[TEXT BLOCK Boundary: Start]

Travel Advice for U.S. Residents of Iranian Descent


On January 5, 2020, hundreds of U.S. residents of Iranian descent—including U.S. citizens, Green Card holders, and Canadian citizens—were detained and questioned at the Peace Arch Border Crossing in Blaine, Washington, as they attempted to reenter the United States. Moreover, many others were denied entry altogether because U.S. Customs and Border Patrol (“CBP”) lacked adequate detention capacity. Those who were detained were held for up to 15 hours in a room without food, water, or explanations. And when these residents were finally questioned, CBP often asked about topics unrelated to their recent travel, such as their political views, allegiances, relatives, and military service. One CBP official flatly stated, “I’m sorry, this is just the wrong time for you guys [persons of Iranian descent].”

Additionally, CBP has reportedly disseminated an order to report and detain anyone with Iranian heritage who is deemed potentially suspicious or adversarial, regardless of their citizenship status. CBP has publicly denied both the existence of this order and that it is refusing entry to U.S. citizens of Iranian descent. But there are multiple credible reports from immigration attorneys, advocacy organizations, and first-hand accounts suggesting that the report and this process are both factually true and widespread.

[TEXT BLOCK Boundary: End]

PROBLEM REQUIREMENTS: Copy the travel advice word for word, everything from "Additionally, CBP has" down to "true and widespread.". Draw only on the travel advice above.

[DATA PROVIDED Boundary: Start]

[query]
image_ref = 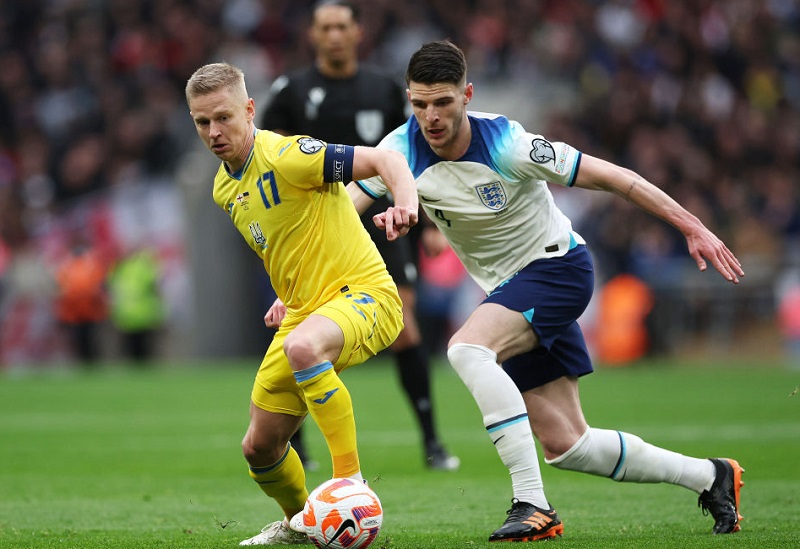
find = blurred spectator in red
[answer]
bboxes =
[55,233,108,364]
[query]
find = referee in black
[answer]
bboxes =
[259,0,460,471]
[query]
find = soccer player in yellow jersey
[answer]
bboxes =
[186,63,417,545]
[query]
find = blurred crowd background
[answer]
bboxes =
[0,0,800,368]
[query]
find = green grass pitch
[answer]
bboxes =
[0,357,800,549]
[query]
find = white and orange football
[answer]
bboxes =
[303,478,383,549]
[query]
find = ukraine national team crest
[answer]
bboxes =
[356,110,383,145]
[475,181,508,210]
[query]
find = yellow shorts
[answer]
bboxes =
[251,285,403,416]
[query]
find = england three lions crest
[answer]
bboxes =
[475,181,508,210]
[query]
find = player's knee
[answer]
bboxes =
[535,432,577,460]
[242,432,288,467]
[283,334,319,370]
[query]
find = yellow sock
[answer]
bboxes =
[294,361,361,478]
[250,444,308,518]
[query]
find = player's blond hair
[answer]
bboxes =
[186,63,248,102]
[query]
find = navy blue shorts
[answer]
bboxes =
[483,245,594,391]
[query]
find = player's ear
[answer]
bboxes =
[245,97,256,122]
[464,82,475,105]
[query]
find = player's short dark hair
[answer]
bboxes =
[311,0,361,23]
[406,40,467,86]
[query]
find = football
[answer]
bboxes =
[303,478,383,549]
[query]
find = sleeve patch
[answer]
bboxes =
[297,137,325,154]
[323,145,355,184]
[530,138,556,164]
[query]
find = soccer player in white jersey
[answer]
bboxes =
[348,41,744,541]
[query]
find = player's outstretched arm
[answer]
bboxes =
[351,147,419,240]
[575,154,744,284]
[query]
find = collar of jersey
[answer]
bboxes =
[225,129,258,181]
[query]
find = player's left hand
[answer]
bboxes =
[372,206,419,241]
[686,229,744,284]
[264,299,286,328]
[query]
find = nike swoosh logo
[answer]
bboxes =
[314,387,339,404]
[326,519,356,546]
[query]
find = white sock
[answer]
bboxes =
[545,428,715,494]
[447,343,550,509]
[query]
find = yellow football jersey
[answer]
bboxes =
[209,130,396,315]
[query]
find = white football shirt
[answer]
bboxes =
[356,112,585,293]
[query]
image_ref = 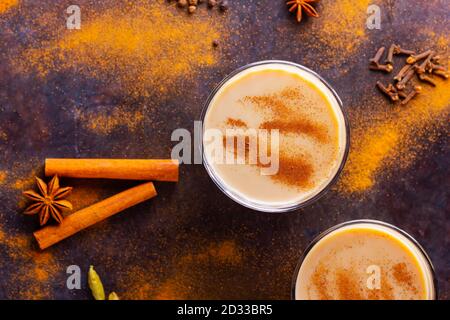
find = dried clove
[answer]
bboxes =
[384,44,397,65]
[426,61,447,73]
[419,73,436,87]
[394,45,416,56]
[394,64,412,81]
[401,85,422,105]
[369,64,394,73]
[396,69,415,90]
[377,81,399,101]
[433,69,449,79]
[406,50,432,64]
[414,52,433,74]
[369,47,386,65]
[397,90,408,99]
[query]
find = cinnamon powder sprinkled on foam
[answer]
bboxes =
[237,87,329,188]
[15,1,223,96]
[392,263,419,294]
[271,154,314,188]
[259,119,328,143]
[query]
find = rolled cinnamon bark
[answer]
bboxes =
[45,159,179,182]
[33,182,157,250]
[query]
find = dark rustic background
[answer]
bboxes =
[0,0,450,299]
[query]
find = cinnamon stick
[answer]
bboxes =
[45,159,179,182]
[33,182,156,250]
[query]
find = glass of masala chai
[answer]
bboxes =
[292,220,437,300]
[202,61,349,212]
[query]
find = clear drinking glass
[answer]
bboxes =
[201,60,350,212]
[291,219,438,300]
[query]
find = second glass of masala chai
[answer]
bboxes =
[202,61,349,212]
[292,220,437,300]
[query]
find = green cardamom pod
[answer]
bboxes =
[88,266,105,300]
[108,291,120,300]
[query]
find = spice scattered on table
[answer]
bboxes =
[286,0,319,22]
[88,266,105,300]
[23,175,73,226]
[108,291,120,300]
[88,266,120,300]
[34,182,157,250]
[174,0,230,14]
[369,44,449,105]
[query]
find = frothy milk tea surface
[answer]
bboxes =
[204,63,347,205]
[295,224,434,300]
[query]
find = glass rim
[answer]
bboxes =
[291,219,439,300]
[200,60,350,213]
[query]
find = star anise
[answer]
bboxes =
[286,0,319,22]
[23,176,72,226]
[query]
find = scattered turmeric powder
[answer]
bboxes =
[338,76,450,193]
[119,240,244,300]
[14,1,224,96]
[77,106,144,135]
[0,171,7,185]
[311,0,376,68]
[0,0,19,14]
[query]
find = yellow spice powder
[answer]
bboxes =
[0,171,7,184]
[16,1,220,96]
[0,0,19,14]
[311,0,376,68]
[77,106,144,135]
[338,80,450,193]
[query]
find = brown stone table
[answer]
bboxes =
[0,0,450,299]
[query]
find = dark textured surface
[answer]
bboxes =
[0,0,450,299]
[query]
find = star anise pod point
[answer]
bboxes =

[DATA PROVIDED Boundary: End]

OUTPUT:
Additionally, CBP has reportedly disseminated an order to report and detain anyone with Iranian heritage who is deemed potentially suspicious or adversarial, regardless of their citizenship status. CBP has publicly denied both the existence of this order and that it is refusing entry to U.S. citizens of Iranian descent. But there are multiple credible reports from immigration attorneys, advocacy organizations, and first-hand accounts suggesting that the report and this process are both factually true and widespread.